───── Data supplied

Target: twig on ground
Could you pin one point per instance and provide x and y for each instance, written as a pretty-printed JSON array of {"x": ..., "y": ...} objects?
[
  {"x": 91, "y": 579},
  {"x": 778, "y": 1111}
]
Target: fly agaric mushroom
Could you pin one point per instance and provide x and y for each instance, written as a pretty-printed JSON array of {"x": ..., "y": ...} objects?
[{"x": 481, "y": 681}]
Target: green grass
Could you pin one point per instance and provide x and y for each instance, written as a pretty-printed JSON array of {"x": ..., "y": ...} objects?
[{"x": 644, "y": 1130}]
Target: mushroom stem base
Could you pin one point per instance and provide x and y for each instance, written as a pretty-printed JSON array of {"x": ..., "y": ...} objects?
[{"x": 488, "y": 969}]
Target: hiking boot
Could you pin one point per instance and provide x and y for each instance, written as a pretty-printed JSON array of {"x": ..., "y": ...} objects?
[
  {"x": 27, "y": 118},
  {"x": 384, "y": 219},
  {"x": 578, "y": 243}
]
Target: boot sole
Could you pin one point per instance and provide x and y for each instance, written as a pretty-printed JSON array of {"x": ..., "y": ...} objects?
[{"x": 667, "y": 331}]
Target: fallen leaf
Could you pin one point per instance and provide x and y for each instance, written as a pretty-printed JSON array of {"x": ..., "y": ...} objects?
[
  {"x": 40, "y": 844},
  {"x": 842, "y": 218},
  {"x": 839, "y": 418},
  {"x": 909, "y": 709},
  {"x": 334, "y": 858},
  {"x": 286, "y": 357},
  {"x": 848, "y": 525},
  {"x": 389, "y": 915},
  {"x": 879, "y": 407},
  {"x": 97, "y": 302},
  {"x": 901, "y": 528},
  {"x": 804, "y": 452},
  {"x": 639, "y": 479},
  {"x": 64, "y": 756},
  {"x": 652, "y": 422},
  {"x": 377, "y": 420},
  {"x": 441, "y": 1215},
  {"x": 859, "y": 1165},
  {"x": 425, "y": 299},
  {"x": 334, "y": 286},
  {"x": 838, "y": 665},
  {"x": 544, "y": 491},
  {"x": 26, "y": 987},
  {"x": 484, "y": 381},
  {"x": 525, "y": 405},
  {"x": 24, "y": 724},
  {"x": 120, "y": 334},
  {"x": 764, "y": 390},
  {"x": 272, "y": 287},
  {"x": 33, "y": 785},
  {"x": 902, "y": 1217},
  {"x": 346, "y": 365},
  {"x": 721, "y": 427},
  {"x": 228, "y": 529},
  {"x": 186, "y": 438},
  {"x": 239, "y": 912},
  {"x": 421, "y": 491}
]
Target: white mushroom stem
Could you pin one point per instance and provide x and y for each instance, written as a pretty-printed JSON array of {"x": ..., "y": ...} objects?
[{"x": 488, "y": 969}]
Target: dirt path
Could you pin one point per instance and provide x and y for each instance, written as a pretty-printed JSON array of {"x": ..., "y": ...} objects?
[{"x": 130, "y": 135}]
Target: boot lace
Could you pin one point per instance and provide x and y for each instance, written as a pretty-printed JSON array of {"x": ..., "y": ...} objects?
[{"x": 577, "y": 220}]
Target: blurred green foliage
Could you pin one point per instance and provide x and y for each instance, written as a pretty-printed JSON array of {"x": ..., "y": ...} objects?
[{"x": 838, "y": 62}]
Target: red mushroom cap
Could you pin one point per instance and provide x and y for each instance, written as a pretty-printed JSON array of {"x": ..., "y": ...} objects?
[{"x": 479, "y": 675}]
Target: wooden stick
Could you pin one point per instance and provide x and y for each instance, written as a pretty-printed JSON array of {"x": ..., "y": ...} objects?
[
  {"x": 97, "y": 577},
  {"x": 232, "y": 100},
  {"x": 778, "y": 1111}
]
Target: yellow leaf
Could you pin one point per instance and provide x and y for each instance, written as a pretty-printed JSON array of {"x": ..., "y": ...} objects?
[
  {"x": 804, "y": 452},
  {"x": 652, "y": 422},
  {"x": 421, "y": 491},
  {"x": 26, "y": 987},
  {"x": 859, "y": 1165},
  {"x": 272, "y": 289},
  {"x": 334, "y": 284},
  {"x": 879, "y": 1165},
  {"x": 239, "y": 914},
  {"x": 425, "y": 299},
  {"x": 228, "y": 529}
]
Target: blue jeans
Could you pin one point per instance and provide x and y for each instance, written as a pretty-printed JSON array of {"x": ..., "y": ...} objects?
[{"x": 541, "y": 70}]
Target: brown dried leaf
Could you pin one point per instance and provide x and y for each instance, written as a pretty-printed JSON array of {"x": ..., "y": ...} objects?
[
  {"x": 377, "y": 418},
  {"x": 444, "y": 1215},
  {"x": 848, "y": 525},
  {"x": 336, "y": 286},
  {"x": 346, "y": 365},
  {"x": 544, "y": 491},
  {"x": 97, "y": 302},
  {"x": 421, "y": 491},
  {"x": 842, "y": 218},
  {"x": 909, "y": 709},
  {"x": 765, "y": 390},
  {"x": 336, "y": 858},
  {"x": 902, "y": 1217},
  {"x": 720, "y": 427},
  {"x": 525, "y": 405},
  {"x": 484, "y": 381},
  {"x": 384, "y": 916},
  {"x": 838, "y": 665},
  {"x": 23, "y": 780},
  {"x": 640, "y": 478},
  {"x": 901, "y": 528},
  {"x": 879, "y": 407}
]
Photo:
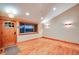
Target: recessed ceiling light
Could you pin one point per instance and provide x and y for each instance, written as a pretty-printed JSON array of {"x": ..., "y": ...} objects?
[
  {"x": 54, "y": 9},
  {"x": 27, "y": 13},
  {"x": 10, "y": 10},
  {"x": 11, "y": 15},
  {"x": 68, "y": 22}
]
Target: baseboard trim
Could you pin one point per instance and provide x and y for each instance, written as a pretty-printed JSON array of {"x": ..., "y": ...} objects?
[{"x": 60, "y": 40}]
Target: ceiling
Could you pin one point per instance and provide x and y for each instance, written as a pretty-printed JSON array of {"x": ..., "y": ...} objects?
[{"x": 38, "y": 10}]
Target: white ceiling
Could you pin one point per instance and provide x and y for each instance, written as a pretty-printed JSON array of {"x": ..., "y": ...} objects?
[{"x": 38, "y": 10}]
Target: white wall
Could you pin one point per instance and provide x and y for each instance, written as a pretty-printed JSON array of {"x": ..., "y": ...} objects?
[
  {"x": 29, "y": 36},
  {"x": 57, "y": 29}
]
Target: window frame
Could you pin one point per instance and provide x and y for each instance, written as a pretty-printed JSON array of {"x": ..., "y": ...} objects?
[{"x": 27, "y": 33}]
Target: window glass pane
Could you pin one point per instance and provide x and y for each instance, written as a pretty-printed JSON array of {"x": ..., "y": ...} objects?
[{"x": 22, "y": 28}]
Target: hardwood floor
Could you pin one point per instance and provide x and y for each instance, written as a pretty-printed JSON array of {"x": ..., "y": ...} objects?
[{"x": 43, "y": 46}]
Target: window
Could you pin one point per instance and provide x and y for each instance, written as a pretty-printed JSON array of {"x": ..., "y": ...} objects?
[
  {"x": 26, "y": 28},
  {"x": 8, "y": 24}
]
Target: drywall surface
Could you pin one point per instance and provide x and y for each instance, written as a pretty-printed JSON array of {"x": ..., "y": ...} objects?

──────────

Aim of the exercise
A word-for-word copy of the lines above from the one with "Target: boot sole" through the one with "Target: blurred green foliage", inclusive, is the only output wanted.

Answer for this exercise
Target: boot sole
Could you pin one point per instance and provide x and y for each instance, written as a pretty-printed JSON array of {"x": ..., "y": ...} objects?
[{"x": 667, "y": 331}]
Target: fallen leaf
Could you pin one point per instance and provide x and y for each instance, written as a pretty-printed JSON array of {"x": ..., "y": ...} objects?
[
  {"x": 40, "y": 844},
  {"x": 842, "y": 218},
  {"x": 839, "y": 418},
  {"x": 909, "y": 709},
  {"x": 334, "y": 858},
  {"x": 286, "y": 357},
  {"x": 848, "y": 525},
  {"x": 389, "y": 915},
  {"x": 879, "y": 407},
  {"x": 97, "y": 302},
  {"x": 901, "y": 528},
  {"x": 804, "y": 452},
  {"x": 639, "y": 479},
  {"x": 64, "y": 756},
  {"x": 652, "y": 422},
  {"x": 377, "y": 420},
  {"x": 441, "y": 1215},
  {"x": 859, "y": 1165},
  {"x": 425, "y": 299},
  {"x": 334, "y": 286},
  {"x": 838, "y": 665},
  {"x": 544, "y": 491},
  {"x": 26, "y": 987},
  {"x": 484, "y": 381},
  {"x": 525, "y": 405},
  {"x": 24, "y": 724},
  {"x": 120, "y": 334},
  {"x": 764, "y": 390},
  {"x": 272, "y": 287},
  {"x": 33, "y": 785},
  {"x": 902, "y": 1217},
  {"x": 346, "y": 365},
  {"x": 721, "y": 427},
  {"x": 228, "y": 529},
  {"x": 186, "y": 438},
  {"x": 239, "y": 912},
  {"x": 421, "y": 491}
]
Target: white mushroom stem
Could you pin one point per instance and provide x and y for each instance, written as a pretty-printed JSON array of {"x": ..., "y": ...} objects?
[{"x": 488, "y": 969}]
Target: dirt path
Could you pin one point per instance and provide x and y for each instance, written as a pretty-printed JSON array of {"x": ..., "y": ...} objects?
[{"x": 130, "y": 135}]
Target: boot lace
Could you pin one point per instance and provide x and y for each instance, written as a pretty-printed JSON array of {"x": ..., "y": ...} objects?
[{"x": 577, "y": 220}]
Target: blurred green foliage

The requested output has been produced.